ANOTHER passage of this apostle, which shows that all who are made partakers of  the benefits of Christs redemption, are in their first state wicked, desperately wicked, is  Rom. 5:6-10, For when we were yet without strength, in due time Christ died for the  ungodly. For scarcely for a righteous man will one die; yet peradventure for a good man  some would even dare to die. But God commendeth his love towards us, in that while we  were yet sinners, Christ died for us. Much more then, being now justified by his blood,  we shall be saved from wrath through him. For if while we were enemies we were  reconciled to God through the death of his Son; much more, being reconciled, we shall  be saved by his life. Here all for whom Christ died, and who are saved by him, are  spoken of as being in their first state sinners, ungodly, enemies to God, exposed to divine  wrath, and without strength, without ability to help themselves, or deliver their souls  from this miserable state.

Dr. T. says, the apostle here speaks of the Gentiles only in their heathen state, in  contradistinction to the Jews; and that not of particular persons among the heathen  Gentiles, or as to the state they were in personally; but only of the Gentiles collectively  taken, or of the miserable state of that great collective body, the heathen world: and that  these appellation, sinners, ungodly, enemies, etc. were names by which the apostles in  their writings were wont to dignify and distinguish the heathen world, in opposition to  the Jews; and that in this sense these appellations are to be taken in their epistles, and in  this place in particular [Page 114-120. See also Dr. T.s Paraph. and notes on the place.].  And it is observable, that this way of interpreting these phrases in the apostolic writings  is become fashionable with many late writers; whereby they not only evade several clear  testimonies to the doctrine of original sin, but make void great part of the New  Testament; on which account it deserves the more particular consideration.

**Written tasks:**
**A)** Decide whether each statement agrees with the Romans 5 passage, answering yes or no and quoting the deciding words. (i) Dr. T. holds that the apostle speaks of particular persons among the heathen Gentiles. (ii) The passage calls this way of interpreting the apostolic phrases fashionable among many late writers. (iii) The quoted verses say Christ died for us while we were yet sinners.
**B)** Continue the Romans 5 passage, picking up right after its final sentence.
The listing comes from a separate, unrelated source.

**Supplied information:**
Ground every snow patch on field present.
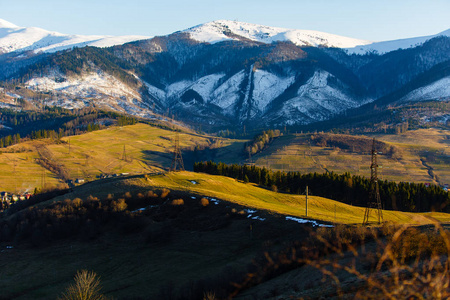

**Answer set:**
**A)**
(i) No: "not of particular persons among the heathen"
(ii) Yes: "is become fashionable with many late writers"
(iii) Yes: "yet sinners, Christ died for us"

**B)**
It is allowed to have been long common and customary among the Jews, especially  the sect of the Pharisees, in their pride, and confidence in their privileges as the peculiar  people of God, to exalt themselves exceedingly above other nations, and greatly to  despise the Gentiles, calling them by such names as sinners, enemies, dogs, etc.  Themselves they accounted, in general (excepting the publicans, and the notoriously  profligate), as the friends, the special favorites and children, of God; because they were  the children of Abraham, were circumcised, and had the law of Moses, as their peculiar  privilege, and as a wall of partition between them and the Gentiles.

But it is very remarkable, that a Christian divine, who has studied the New  Testament, and the epistle to the Romans in particular, so diligently as Dr. T. has done,  should so strongly imagine that the apostles of Jesus Christ countenance and cherish  these self-exalting, uncharitable dispositions and notions of the Jews which gave rise to  such a custom, so far as to fall in with that custom, and adopt that language of their pride  and contempt; and especially that the apostle Paul should do it. It is a most unreasonable  imagination on many accounts.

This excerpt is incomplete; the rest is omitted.